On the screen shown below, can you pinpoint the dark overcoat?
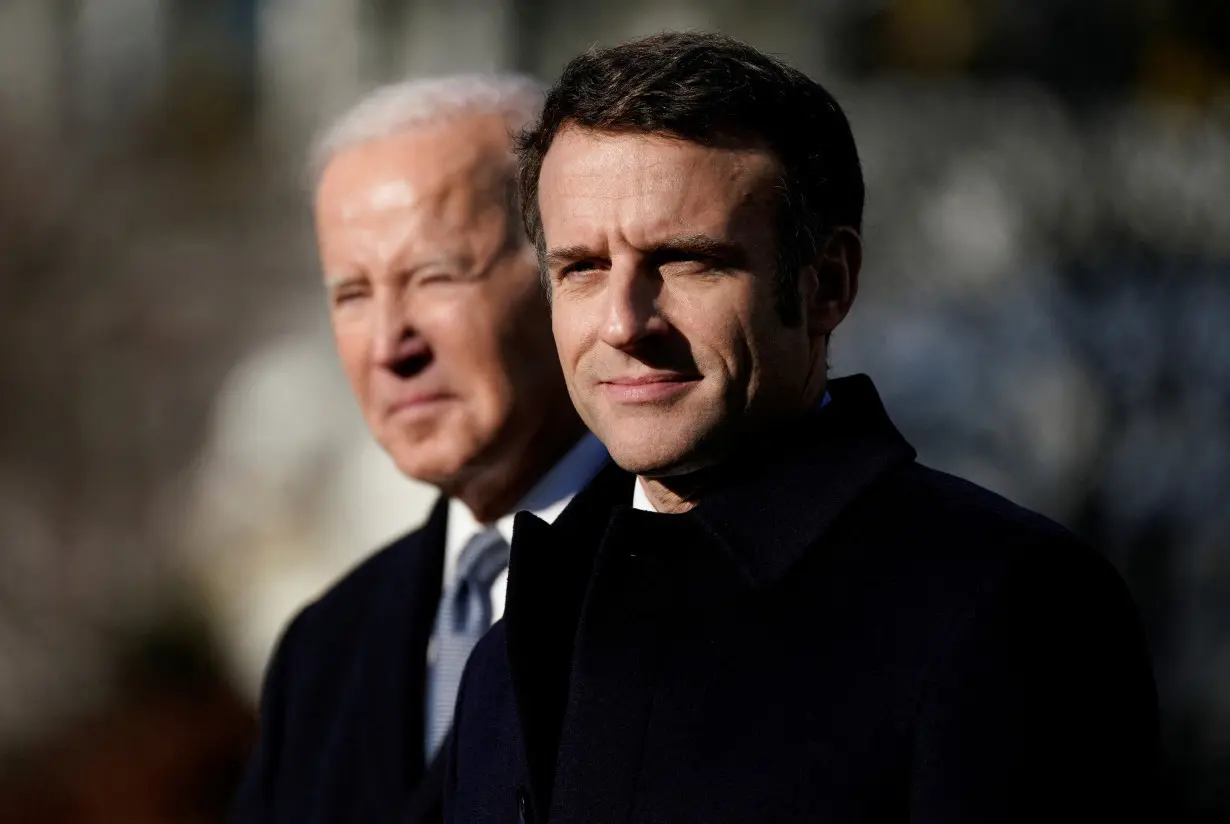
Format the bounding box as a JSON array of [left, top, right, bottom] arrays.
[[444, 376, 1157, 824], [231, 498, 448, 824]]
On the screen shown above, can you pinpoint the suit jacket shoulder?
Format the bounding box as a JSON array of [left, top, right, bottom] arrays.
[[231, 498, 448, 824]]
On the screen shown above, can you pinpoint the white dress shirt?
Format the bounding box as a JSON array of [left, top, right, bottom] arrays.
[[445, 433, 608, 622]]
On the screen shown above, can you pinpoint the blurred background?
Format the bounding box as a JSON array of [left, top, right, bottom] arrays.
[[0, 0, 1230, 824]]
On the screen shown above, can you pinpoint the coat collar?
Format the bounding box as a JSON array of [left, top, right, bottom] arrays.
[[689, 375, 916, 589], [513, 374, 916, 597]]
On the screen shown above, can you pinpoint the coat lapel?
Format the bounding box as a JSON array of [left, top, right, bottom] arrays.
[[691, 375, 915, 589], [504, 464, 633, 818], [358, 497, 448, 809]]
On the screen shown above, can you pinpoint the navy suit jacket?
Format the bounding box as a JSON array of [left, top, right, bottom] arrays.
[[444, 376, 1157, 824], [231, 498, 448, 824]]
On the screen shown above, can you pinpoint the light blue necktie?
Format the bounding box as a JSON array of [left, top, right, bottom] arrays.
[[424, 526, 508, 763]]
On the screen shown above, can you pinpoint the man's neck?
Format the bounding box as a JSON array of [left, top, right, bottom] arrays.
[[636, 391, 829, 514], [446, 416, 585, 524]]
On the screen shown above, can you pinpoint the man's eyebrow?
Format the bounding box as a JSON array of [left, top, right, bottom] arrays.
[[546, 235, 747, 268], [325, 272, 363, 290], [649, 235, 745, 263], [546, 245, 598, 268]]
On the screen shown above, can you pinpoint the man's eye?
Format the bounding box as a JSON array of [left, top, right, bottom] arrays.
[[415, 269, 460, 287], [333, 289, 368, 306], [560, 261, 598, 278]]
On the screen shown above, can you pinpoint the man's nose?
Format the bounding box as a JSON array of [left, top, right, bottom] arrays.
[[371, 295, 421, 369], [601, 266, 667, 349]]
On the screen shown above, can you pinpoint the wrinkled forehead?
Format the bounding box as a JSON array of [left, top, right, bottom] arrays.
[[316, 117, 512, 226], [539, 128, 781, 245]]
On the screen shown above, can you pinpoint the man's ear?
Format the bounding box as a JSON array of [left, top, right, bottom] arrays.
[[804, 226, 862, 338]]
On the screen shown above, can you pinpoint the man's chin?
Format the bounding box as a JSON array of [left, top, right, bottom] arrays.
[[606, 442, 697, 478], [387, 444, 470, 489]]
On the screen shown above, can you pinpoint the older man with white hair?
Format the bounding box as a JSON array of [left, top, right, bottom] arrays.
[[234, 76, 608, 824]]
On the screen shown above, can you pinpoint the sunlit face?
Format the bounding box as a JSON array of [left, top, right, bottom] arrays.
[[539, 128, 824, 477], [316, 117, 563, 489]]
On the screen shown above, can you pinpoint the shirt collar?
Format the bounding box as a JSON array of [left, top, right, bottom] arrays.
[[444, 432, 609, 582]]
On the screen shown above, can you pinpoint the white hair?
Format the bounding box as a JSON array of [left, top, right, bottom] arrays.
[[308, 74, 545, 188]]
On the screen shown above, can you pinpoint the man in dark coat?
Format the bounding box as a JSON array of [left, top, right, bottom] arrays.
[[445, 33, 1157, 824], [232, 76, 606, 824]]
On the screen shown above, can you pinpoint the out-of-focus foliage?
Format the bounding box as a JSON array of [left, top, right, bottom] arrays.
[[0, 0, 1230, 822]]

[TASK] Copy all of the items above word for word, leaving the picture out of your copy.

[WRITTEN SOLUTION]
On the screen shown below, can you pinpoint the dark overcoat?
Format the bounding box as a JSON array of [left, top, right, bottom] arrays.
[[444, 376, 1157, 824], [231, 498, 448, 824]]
On the screen shown above, can you pinpoint the suit jacket shoulder?
Format the bounding box as a JSON array of [left, top, right, bottom] arrays.
[[231, 498, 448, 824]]
On the screen shown above, can you pinpoint the white dress shirt?
Format the bounding box as a JSON array of [left, top, right, bottom] arrays.
[[445, 433, 608, 622]]
On the screen shown above, can you pinpoint the blurred background?
Format the bounding box as a JSON array of [left, top, right, bottom] arrays.
[[0, 0, 1230, 824]]
On the screen shown above, can you pinpoint the coat collar?
Format the bounding box as a JSON array of [left, top, right, bottom] arrays.
[[689, 375, 916, 589], [513, 374, 916, 597]]
On the screen shown above, can you pinpoint the coat lapel?
Format the bounding box as a JSON array of [left, top, right, bottom] arrays.
[[691, 375, 915, 589], [504, 464, 633, 818], [358, 497, 448, 809]]
On the screen shown above, can you pinpoint the navy suit jacket?
Format the bounding box as a JSON array of [left, top, right, bottom] arrays.
[[444, 376, 1157, 824], [231, 498, 448, 824]]
On the screen shown above, can you pinpoint the light blue necktie?
Format the bounding box as a JSON array of [left, top, right, bottom] arrays.
[[424, 526, 508, 763]]
On the screen shown above, can you pinpoint the man's neck?
Format the bounding box as a JSON array of [left, top, right, bottom] arrays.
[[636, 391, 829, 514], [446, 416, 585, 524]]
On the screen shown above, can you pinpoint the man's eyebrow?
Format the bounding box as a JSON array of [left, top, right, bottom] arrays.
[[546, 235, 747, 268], [325, 272, 363, 290], [649, 235, 745, 263], [546, 245, 598, 268]]
On the screen shown above, can you pinpoint the man's eye?
Format the bounding box as a JSON array of [left, top, right, bottom] arrays.
[[415, 269, 460, 287], [333, 289, 368, 306], [560, 261, 598, 278]]
On the screen shown above, can you pinpoint the man's nose?
Format the bounding box as a JSON array of [left, top, right, bottom] arrays.
[[371, 295, 421, 369], [601, 266, 667, 349]]
On the screen shown above, can you pinpoint the wrinkled forehead?
Format the bounding box as a JSON array of [left, top, right, bottom] arrays.
[[316, 117, 512, 226], [539, 128, 781, 245]]
On the screen shown above, can you pinpoint the man's ear?
Format the bounding box as a JSON array of [left, top, right, bottom] arrays.
[[804, 226, 862, 338]]
On the screen shown above, can you pinpoint the man's chin?
Format the bounding box as a JSON array of [left, top, right, bottom] arrays.
[[606, 442, 697, 478], [387, 444, 470, 489]]
On the screen shown above, can you pinpoint the older man with white hair?
Format the bounding box as a JSON array of [left, top, right, bottom] arrays.
[[234, 76, 608, 824]]
On the screen shown above, can you pinpoint the sunlit face?
Format the bounding box as a JSON array of [left, top, right, bottom] arrays.
[[539, 128, 824, 477], [316, 117, 563, 489]]
On the screen shown above, can you pinpoint the shirt collar?
Format the bounding box as a JSON array of [left, top, right, bottom] arrays.
[[444, 432, 609, 582]]
On the screen shown above, can you pinpoint the white hair?
Format the bounding box as a JSON array of [left, top, right, bottom] arrays.
[[308, 74, 545, 188]]
On the screen shown above, can you pinpoint the man in dark coat?
Format the bounding box as a JSON array of [left, top, right, bottom] arrays.
[[445, 33, 1157, 824], [232, 76, 606, 824]]
On the screen shown above, can you pinpoint the out-of-focus foliage?
Format the bounding box as a JSON array of [left, top, right, bottom] arrays.
[[0, 0, 1230, 822]]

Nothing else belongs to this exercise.